Top of Study text

What's already known about this topic?
Current treatments for vitiligo and chronic wounds are often not very effective and unsatisfying for patients.
Conventional epidermal blister grafting is one treatment option for chronic vitiligo, but is time consuming, limited to small areas and requires surgical skill.
What does this study add?
Novel fractional epidermal micrografting is a promising alternative treatment for vitiligo and chronic wounds with fewer side‐effects to donor and receptor sites and has the advantage of treating larger lesions.

Bottom of Study text
Top of Listed records

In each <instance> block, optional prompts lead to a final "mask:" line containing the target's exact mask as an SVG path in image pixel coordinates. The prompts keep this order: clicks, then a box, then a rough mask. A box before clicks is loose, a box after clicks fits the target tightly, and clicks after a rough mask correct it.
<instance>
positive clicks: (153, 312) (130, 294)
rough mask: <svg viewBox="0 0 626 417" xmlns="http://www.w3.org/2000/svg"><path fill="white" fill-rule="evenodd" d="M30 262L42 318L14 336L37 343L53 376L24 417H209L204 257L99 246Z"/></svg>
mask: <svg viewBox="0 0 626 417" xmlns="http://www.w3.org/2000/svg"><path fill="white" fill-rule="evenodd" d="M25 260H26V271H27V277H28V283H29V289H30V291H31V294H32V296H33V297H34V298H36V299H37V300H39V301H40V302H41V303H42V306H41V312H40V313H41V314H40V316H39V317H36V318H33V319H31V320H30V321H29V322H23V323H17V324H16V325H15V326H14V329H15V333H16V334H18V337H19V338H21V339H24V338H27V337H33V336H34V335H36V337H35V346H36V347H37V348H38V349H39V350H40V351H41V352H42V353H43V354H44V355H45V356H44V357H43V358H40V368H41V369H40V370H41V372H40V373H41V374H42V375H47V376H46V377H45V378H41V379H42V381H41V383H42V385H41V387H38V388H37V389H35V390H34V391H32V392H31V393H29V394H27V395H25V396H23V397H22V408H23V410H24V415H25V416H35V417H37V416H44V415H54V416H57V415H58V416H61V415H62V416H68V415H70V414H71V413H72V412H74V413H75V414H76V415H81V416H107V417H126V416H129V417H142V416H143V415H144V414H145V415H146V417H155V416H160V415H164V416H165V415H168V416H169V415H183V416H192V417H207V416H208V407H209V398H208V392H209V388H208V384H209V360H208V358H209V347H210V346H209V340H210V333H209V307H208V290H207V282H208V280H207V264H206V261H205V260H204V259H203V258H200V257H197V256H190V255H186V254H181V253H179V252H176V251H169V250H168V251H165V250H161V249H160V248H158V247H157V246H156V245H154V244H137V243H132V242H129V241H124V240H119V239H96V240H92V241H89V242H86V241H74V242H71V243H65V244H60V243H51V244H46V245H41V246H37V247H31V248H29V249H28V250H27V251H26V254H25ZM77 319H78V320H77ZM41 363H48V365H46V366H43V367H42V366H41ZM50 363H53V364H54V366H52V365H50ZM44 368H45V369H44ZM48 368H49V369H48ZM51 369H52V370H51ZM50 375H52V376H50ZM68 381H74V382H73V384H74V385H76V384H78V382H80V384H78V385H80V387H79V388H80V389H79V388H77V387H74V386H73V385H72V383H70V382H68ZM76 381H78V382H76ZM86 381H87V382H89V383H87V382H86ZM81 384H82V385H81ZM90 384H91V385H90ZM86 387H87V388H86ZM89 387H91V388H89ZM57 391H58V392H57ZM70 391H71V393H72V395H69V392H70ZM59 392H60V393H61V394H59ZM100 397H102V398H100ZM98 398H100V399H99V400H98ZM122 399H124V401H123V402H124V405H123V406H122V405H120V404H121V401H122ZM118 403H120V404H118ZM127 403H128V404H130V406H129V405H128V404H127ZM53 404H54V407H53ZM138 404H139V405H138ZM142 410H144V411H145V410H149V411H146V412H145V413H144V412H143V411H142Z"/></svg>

Bottom of Listed records

Transcribe the portion of the vitiligo treatment text starting with "Current treatments for" and going on through "this study add?". The data has no connection to the vitiligo treatment text.

Result for this task |
Current treatments for vitiligo and chronic wounds are often not very effective and unsatisfying for patients.
Conventional epidermal blister grafting is one treatment option for chronic vitiligo, but is time consuming, limited to small areas and requires surgical skill.
What does this study add?